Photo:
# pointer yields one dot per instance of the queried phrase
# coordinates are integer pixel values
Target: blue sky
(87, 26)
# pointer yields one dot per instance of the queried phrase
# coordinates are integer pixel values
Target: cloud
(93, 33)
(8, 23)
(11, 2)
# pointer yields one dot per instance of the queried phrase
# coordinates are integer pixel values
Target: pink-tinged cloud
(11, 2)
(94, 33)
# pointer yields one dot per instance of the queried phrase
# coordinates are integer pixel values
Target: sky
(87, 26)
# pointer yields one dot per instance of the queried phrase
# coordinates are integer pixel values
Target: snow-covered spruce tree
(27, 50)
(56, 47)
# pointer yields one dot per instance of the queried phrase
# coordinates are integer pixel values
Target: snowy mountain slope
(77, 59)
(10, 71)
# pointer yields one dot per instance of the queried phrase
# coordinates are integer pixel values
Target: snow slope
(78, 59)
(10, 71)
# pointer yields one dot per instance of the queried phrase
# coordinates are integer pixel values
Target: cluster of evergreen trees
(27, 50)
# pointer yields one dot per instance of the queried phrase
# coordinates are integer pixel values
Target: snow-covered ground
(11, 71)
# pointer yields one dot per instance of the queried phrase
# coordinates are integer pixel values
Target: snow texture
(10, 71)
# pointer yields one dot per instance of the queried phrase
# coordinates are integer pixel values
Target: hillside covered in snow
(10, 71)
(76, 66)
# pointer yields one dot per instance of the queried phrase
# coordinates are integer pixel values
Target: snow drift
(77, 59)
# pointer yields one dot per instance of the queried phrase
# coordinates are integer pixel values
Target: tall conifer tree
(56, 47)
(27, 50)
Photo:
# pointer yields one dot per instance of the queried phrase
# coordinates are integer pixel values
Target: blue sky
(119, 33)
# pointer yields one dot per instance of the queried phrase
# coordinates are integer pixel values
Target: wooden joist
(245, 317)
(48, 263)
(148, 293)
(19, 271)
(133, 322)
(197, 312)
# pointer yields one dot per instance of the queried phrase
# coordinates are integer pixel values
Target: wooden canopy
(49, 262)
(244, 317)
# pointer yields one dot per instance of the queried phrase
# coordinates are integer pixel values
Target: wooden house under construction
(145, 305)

Consigne: Déterminez combien de lignes des entrées contiennent la chaîne « cloud », en tenant compte de la casse. Donnez uniquement ce nombre.

Réponse: 2